WHAT YOU NEED TO DO:
a - Say whether each statement agrees with the thread on lighting for drawing lessons: (i) the tested lamp with a 35W fluorescent bulb produced fluffy contours; (ii) the light has to run 8 hours straight; (iii) the suggested Lowel Tota-light stays cool. Answer yes or no for each, and quote the deciding words.
b - Extend the thread on lighting for drawing lessons, starting from its final line.
* start TEXT BLOCK *
# looking for sharp dark shadows (continuous lighting)



## zoster (Sep 12, 2010)

Hi all !

Hope nobody minds that i am stating this thread not in order to take photos but for drawing.

I recently started giving drawing lessons at my house and i don't like the current lighting because the shadows aren't dark enough due to the fact that i don't get very strong lighting from my ceiling lamp. The thing is i don't want extra powerful bulbs on my ceiling lamp that will burn all week, therefore i am looking to put another source of light for these drawing sessions - a fixed one or maybe on a stand to be able to move it around.
*
SO... i am looking for a light source that will give me high contrast (dark shadows) and well defined shadow contours.* I guess i need a small and powerful light source that i can place pretty far from the subject. I also need it to be able to run 5 hours straight, without heating up the room and preferably without a noisy fan attached to it.

I made some tests with one of these (lamp with 35W flourescent bulb). It gave a more powerful light (darker shadows, could be better though) but fluffy contours.

Bare in mind that i also don't want 2 sets of separate shades, but i also need to provide light on the drawing boards of the students, so either i have 1 source of light that does enough for both the subject to be drawn as well for the drawing boards of the students, or i have one light for the subject and some kind of diffuse light for the drawing boards.

I also don't mind having multiple light sources that are close one to the other so i get multiple shadows that overlap 80-90%, but again, i want the contours to be sharp.


Any ideas?

Thanks a lot for your time!


----------



## LearnMyShot (Sep 13, 2010)

this is a nice sharp light with a lot of spread.  It does get hot, but using only one should be OK...go to Lowel Tota-light  good luck


----------



## Big Mike (Sep 13, 2010)
* end TEXT BLOCK *
* start RECORD EXTRACTS *
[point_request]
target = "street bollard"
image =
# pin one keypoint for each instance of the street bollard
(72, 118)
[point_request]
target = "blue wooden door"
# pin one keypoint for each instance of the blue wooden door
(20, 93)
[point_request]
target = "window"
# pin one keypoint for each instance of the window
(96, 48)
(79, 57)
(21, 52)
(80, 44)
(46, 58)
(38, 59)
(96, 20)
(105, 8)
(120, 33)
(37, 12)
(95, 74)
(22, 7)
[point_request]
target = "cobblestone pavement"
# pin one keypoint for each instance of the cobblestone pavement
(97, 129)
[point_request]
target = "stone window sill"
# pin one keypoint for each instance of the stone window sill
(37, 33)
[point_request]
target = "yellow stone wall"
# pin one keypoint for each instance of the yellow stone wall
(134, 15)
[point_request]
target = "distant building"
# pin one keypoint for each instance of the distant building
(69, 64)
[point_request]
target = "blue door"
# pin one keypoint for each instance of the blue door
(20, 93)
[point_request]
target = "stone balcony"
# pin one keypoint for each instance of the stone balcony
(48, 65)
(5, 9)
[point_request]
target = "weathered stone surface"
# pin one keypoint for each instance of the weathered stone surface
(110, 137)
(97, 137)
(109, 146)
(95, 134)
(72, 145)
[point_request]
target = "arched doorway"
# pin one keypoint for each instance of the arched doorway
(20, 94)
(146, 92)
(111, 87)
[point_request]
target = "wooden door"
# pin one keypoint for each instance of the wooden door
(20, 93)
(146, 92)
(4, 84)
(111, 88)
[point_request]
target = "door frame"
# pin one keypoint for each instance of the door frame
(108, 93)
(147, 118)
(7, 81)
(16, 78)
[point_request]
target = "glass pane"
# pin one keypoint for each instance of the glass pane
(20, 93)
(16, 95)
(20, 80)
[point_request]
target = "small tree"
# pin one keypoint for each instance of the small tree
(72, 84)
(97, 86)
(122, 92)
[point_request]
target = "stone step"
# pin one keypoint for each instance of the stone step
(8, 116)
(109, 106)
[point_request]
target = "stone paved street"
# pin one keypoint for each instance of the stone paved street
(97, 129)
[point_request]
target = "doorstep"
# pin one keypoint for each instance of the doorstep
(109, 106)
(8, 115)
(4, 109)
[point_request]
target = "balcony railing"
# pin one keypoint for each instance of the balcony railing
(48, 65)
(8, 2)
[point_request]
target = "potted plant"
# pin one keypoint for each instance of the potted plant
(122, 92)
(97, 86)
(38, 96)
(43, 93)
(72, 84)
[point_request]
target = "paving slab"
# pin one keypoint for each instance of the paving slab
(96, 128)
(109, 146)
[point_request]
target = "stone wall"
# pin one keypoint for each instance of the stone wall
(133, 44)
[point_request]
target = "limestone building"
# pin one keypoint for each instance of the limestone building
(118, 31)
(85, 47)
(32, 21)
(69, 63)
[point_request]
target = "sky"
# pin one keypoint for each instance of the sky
* end RECORD EXTRACTS *
ANSWERS BELOW:
a -
(i) Yes: "but fluffy contours."
(ii) No: "I also need it to be able to run 5 hours straight"
(iii) No: "It does get hot"

b -
You are on the right track, in that a smaller and/or farther away light source can give you a harder light, which means more defined shadow edges.  

As for the darkness of your shadows, that has to do with your lighting ratio.  The ratio between the lit side and the dark side of your model/subject.  You don't neccesarily have to make your light source any brighter...if you can limit the amount of ambient or fill light, that is illuminating the shadow side.  For example, if you are in a room with reflective walls, your main light will likely bounce around and get back to the shadow side.  You might be able to control this by constraining the main light with something...barn doors, snoots & grids are things I'd use for my studio lights....you could get or make something similar for whatever light you are using.

Another thing you can do, is to use 'subtractive lighting'.  Basically, if you put up a light absorbing (non reflective) surface on the shadow side, you can get darker shadows.  A dark cloth material would work, black velvet would be ideal.


----------



## zoster (Sep 16, 2010)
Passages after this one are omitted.